> [Selection]:

[START]

# Will debt forgiveness happen?



## rupert7 (23 Oct 2012)

I want to stress that I don't want this to be a debate about the rights or wrongs of debt forgivness. That has been discussed ad nauseam on many forums. 
My question is, if debt forgiveness does happen in what form can you see it occurring?


----------



## Jim2007 (23 Oct 2012)

If it ever was to happen, then I should think that the most acceptable to the tax payer would be non recourse mortgages


----------



## kmce (24 Oct 2012)

At the very least it would be great if All SVR mortgage holders were allowed to move to tracker rates
that alone would save me  400 euro a mth and MAKE all the difference to my spending power and piece of mind
All I am looking for is the same rate that half the country are paying but I am not because I STUPIDLY took a SVR with the EBS who at the time was a mutual building society for the benefit of their  members,  I always felt there were "nicer" then the big banks  - the naivity of it!!


----------



## miriammary (24 Oct 2012)

kmce said:


> At the very least it would be great if All SVR mortgage holders were allowed to move to tracker rates
> that alone would save me  400 euro a mth and MAKE all the difference to my spending power and piece of mind
> All I am looking for is the same rate that half the country are paying but I am not because I STUPIDLY took a SVR with the EBS who at the time was a mutual building society for the benefit of their  members,  I always felt there were "nicer" then the big banks  - the naivity of it!!

[END]

[Source data]
[START]

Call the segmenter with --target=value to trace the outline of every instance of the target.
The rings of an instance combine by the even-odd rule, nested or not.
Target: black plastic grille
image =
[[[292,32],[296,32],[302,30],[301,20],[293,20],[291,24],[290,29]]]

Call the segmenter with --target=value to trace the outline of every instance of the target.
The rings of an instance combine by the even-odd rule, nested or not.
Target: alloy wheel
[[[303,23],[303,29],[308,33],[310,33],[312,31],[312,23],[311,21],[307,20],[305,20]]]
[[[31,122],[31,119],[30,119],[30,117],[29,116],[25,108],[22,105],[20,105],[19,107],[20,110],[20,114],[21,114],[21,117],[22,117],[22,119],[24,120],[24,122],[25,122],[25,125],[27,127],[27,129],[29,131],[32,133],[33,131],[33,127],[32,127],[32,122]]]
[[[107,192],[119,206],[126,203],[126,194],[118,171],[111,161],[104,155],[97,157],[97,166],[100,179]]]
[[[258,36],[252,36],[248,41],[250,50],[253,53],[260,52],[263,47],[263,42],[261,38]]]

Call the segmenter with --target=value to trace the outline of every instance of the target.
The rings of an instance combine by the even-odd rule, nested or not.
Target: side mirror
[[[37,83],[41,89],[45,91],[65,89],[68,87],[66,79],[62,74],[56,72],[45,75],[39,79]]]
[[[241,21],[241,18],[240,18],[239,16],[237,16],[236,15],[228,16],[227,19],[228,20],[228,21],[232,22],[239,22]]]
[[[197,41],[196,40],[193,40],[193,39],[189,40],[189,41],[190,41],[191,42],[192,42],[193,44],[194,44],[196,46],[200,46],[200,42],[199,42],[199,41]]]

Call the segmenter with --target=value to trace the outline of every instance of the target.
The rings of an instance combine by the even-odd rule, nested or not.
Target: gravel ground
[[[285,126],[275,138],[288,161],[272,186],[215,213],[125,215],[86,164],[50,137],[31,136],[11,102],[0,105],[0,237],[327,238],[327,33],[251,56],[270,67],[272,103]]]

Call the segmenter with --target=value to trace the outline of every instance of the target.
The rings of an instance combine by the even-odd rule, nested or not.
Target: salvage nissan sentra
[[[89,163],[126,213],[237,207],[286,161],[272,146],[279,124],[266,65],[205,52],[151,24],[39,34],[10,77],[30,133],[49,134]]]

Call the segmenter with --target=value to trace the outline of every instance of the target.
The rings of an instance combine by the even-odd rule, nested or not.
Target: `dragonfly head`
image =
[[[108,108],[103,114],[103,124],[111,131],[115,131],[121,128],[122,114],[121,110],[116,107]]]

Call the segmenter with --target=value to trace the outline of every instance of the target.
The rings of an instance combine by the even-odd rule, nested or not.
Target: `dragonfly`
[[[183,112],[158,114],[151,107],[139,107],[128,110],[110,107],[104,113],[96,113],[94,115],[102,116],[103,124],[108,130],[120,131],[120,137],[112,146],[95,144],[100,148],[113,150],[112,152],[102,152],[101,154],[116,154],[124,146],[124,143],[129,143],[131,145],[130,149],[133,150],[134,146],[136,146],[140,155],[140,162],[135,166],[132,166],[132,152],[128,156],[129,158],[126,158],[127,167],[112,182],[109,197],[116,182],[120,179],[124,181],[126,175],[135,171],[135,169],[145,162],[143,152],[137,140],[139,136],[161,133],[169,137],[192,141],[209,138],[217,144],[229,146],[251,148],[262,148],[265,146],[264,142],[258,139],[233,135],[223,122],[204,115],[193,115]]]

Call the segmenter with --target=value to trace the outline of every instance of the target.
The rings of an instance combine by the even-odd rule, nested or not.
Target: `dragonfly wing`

[END]

> [Tasks to perform]:
A. Find every line in the records that contains the string "dragonfly", matching case exactly, and copy each of those lines.
B. Extend the forum thread on debt forgiveness, picking up after its last post.
The forum thread and the records have nothing to do with each other.

> [Answers for the exercise]:
A.
Target: `dragonfly head`
Target: `dragonfly`
Target: `dragonfly wing`

B.
+1 on that, agree totally


----------



## LDhood (25 Oct 2012)

Debt forgiveness won't happen.  At least not in the way that everyone is talking about.  It's never happened that I am aware of in any industrialised, capitalistic society. 

What may happen is that for people who have no source of income or no potential for income whatsoever- the creditors may come to an agreement that social welfare entitlements are turned into a partial debt payment or collateral. Any assets or collateral that can be leveraged will be used.  Or dependants/family may be brought into the equation to help with the debt recovery (payments, assets, etc).

The only other option is bankruptcy.  I do see the laws changing on this.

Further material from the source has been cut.